* INSTRUCTION *
Count the lines in the records below that contain the string "point". Case counts, and the reply should be the number alone.

* SUPPLIED MATERIAL *
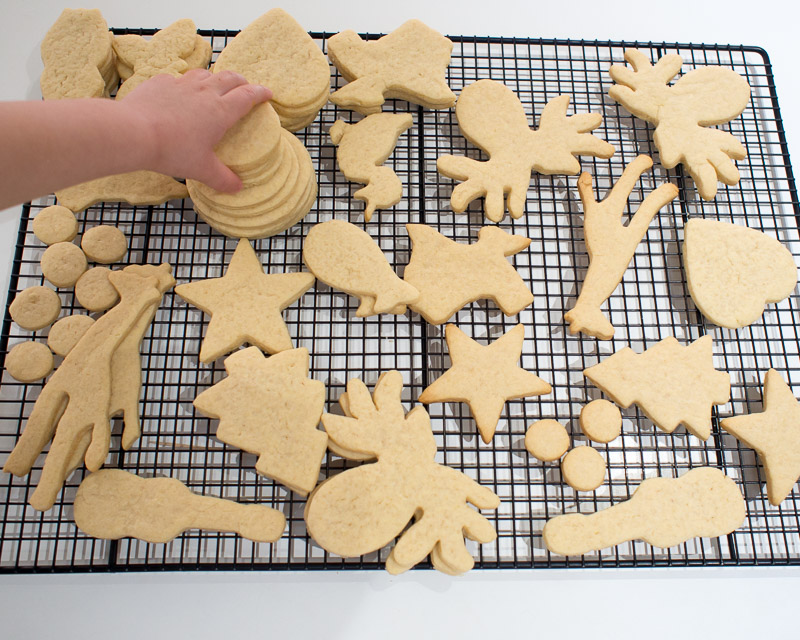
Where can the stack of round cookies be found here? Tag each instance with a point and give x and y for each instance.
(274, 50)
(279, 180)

---

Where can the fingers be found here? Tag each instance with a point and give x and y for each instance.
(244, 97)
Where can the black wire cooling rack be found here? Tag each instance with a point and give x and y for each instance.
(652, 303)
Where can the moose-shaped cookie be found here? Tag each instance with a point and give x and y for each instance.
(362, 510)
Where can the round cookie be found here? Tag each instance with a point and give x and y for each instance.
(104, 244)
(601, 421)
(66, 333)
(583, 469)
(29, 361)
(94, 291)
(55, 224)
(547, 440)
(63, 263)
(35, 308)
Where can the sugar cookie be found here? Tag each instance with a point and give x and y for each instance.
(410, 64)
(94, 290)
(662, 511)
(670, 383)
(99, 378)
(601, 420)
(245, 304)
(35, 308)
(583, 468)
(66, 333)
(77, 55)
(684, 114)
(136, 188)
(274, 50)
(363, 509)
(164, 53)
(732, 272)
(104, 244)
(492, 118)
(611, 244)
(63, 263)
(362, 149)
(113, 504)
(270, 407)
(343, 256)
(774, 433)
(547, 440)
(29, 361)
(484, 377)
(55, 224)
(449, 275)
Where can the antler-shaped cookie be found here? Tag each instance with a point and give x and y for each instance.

* WRITTEN SOLUTION *
7